**What you are asked to do**
This task calls for copying every line in the data below that contains the word "railway".

**Provided information**
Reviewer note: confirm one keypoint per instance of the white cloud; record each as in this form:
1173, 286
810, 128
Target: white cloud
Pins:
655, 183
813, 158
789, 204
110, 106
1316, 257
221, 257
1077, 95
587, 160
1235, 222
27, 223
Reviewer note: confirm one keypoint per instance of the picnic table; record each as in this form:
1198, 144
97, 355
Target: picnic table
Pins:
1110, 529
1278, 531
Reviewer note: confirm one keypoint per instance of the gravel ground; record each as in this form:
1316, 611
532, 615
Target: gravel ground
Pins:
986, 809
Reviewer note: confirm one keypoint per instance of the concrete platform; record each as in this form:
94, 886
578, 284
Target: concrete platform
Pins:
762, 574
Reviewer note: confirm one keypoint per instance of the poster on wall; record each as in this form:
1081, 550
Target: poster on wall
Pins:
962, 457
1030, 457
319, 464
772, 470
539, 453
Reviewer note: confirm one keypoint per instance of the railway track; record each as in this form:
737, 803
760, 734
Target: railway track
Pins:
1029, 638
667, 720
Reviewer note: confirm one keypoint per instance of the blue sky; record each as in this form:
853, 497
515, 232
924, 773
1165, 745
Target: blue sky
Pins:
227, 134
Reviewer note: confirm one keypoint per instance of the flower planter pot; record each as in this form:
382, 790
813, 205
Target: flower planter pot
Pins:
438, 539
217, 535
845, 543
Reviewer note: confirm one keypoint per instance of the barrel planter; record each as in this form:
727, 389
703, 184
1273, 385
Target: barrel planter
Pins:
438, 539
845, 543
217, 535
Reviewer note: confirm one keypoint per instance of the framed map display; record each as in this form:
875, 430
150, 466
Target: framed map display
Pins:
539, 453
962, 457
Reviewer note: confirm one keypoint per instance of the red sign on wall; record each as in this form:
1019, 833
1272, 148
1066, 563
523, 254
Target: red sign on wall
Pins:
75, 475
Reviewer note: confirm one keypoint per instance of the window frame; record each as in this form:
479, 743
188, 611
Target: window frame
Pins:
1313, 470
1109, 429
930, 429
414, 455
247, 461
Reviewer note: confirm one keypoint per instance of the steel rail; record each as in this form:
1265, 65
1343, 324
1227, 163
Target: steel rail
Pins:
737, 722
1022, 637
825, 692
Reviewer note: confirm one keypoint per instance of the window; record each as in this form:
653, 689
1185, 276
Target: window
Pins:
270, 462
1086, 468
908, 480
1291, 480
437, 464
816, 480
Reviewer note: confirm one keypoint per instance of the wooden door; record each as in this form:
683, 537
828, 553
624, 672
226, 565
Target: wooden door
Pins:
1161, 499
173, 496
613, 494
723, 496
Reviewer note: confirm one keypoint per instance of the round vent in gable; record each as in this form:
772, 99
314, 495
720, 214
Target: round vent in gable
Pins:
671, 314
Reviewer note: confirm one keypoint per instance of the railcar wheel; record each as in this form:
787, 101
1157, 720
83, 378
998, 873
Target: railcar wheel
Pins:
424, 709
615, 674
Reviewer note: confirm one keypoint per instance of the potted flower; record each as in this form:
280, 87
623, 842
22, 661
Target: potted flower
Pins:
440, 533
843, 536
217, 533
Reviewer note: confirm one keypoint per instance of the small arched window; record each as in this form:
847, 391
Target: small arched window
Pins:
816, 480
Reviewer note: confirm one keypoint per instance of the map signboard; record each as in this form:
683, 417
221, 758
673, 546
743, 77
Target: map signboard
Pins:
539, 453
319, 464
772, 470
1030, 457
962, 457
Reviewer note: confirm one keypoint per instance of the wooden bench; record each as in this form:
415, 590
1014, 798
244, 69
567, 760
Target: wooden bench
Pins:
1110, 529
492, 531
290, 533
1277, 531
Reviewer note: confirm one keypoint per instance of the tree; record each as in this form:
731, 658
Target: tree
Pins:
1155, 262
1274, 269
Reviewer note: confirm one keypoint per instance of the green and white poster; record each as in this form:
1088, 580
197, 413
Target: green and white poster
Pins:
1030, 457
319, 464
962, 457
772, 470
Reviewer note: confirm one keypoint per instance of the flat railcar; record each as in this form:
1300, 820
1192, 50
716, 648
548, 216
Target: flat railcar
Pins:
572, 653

**Result of the exercise**
Reviewer note: confirm one keypoint per instance of the railway track; record each as in this form:
Target: railway track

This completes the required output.